TEXT FOR ANALYSIS.
────────

An Indiana couple are raising questions over why their Tesla insurance costs so much more than their Volkswagen insurance.
According to an exclusive report by the Daily Mail, Brent Shreve and his wife Molly purchased a Tesla Model Y for him and a Volkswagen Atlas for her back in April.
They reportedly paid roughly the same price for both: $53,000 minus a $7,500 electric vehicle (EV) tax credit for the Tesla, and $46,000 for the Volkswagen.
Here’s the problem: “Despite the models being almost-identical in size and costing virtually the same price, the couple were horrified to discover the insurance premiums on the Tesla were double that of the Volkswagen,” the Daily Mail notes.
State Farm reportedly gave them quotes of $78 for the Volkswagen and a whopping $140 for the Tesla.
— Adam Warden (@Adam_and_EVs) September 15, 2023
“I had been reading on a lot of Tesla forums that people were getting high quotes. I assumed it would be higher, but not double,” Shreve told the Daily Mail.
But this is no anomaly.
“DailyMail.com analyzed data from insurance comparison site The Zebra and found that in various scenarios the approximate cost of insuring an electric car was more than the gas alternative,” according to the Daily Mail.

────────

ENTRIES PROVIDED.
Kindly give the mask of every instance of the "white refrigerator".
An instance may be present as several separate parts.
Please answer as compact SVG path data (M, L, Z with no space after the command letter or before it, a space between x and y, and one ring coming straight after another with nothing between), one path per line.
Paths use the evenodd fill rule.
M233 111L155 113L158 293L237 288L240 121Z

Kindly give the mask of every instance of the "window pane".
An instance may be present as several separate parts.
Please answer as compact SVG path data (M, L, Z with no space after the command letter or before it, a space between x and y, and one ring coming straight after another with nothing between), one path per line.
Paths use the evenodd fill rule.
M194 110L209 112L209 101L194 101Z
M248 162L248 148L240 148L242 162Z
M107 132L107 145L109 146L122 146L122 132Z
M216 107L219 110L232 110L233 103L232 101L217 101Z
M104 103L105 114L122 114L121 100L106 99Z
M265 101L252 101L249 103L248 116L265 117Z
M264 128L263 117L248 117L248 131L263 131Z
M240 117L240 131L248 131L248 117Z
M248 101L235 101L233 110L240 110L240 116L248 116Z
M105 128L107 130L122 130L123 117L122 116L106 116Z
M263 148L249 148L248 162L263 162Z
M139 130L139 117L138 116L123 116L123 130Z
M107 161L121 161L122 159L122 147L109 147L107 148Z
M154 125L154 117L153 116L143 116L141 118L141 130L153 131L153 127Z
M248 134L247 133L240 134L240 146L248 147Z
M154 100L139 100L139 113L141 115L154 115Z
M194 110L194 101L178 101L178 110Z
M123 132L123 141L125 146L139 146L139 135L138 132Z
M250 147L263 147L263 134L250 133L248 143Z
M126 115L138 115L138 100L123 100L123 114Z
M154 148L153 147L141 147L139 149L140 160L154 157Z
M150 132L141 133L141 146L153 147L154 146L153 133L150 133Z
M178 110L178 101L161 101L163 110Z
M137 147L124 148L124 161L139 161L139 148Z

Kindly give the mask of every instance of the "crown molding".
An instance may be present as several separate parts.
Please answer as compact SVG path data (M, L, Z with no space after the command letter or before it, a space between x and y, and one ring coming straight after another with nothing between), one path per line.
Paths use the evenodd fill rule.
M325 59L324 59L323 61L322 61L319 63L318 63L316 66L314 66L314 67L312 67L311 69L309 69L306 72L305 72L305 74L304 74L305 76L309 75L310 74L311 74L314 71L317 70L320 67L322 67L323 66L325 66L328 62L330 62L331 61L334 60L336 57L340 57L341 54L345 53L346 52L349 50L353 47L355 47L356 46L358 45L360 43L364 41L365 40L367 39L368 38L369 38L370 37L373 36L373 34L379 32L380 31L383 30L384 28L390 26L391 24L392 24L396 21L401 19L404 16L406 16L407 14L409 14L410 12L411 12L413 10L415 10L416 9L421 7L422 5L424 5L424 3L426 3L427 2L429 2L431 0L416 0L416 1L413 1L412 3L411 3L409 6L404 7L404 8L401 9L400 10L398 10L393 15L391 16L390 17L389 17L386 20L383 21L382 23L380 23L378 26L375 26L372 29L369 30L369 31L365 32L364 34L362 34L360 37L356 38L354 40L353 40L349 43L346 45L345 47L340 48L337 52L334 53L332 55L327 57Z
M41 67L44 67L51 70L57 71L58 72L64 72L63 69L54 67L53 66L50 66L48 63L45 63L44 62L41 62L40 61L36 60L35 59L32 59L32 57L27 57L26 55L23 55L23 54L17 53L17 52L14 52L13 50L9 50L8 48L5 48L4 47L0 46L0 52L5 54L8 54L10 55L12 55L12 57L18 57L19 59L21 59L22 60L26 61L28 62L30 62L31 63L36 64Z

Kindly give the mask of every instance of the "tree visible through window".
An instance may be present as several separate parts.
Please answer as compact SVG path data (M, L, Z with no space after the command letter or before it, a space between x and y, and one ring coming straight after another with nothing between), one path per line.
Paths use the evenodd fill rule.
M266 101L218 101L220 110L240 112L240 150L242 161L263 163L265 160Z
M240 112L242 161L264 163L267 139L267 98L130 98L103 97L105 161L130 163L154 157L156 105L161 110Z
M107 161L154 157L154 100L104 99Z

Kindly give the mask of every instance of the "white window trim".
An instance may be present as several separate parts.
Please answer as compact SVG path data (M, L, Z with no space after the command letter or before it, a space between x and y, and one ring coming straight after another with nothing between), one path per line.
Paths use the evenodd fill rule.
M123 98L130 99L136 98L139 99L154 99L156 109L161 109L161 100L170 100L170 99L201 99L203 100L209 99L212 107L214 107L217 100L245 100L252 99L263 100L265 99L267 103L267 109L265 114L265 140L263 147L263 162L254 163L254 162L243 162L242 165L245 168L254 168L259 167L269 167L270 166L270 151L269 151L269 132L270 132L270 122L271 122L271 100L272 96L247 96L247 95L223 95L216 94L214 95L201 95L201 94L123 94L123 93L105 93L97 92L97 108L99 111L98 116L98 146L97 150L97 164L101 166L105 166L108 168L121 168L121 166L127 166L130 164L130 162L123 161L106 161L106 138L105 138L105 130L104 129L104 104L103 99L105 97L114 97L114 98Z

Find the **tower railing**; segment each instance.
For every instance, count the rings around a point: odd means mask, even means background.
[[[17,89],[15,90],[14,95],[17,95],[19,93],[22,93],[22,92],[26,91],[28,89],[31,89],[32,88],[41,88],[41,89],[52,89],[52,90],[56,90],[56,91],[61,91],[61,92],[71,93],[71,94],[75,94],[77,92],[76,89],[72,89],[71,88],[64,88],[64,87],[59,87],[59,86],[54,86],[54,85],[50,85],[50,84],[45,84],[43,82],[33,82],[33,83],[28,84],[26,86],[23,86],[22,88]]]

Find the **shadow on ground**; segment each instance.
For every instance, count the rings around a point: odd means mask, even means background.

────────

BRIEF 1. In the article on Tesla insurance costs, which company gave the couple their insurance quotes?
BRIEF 2.
Decide whether each statement agrees with the article on Tesla insurance costs. Answer yes or no for each, and quote the words from the article that decide it.
(a) The couple bought both cars in April.
(b) Before the tax credit, the Volkswagen cost more than the Tesla.
(c) The Daily Mail analyzed data from The Zebra.
BRIEF 3. Write out everything in the article on Tesla insurance costs from "An Indiana couple" down to "for the Tesla.".

RESPONSE 1. State Farm

RESPONSE 2.
(a) Yes: "purchased a Tesla Model Y for him and a Volkswagen Atlas for her back in April."
(b) No: "$53,000 minus a $7,500 electric vehicle (EV) tax credit for the Tesla, and $46,000 for the Volkswagen."
(c) Yes: "DailyMail.com analyzed data from insurance comparison site The Zebra"

RESPONSE 3.
An Indiana couple are raising questions over why their Tesla insurance costs so much more than their Volkswagen insurance.
According to an exclusive report by the Daily Mail, Brent Shreve and his wife Molly purchased a Tesla Model Y for him and a Volkswagen Atlas for her back in April.
They reportedly paid roughly the same price for both: $53,000 minus a $7,500 electric vehicle (EV) tax credit for the Tesla, and $46,000 for the Volkswagen.
Here’s the problem: “Despite the models being almost-identical in size and costing virtually the same price, the couple were horrified to discover the insurance premiums on the Tesla were double that of the Volkswagen,” the Daily Mail notes.
State Farm reportedly gave them quotes of $78 for the Volkswagen and a whopping $140 for the Tesla.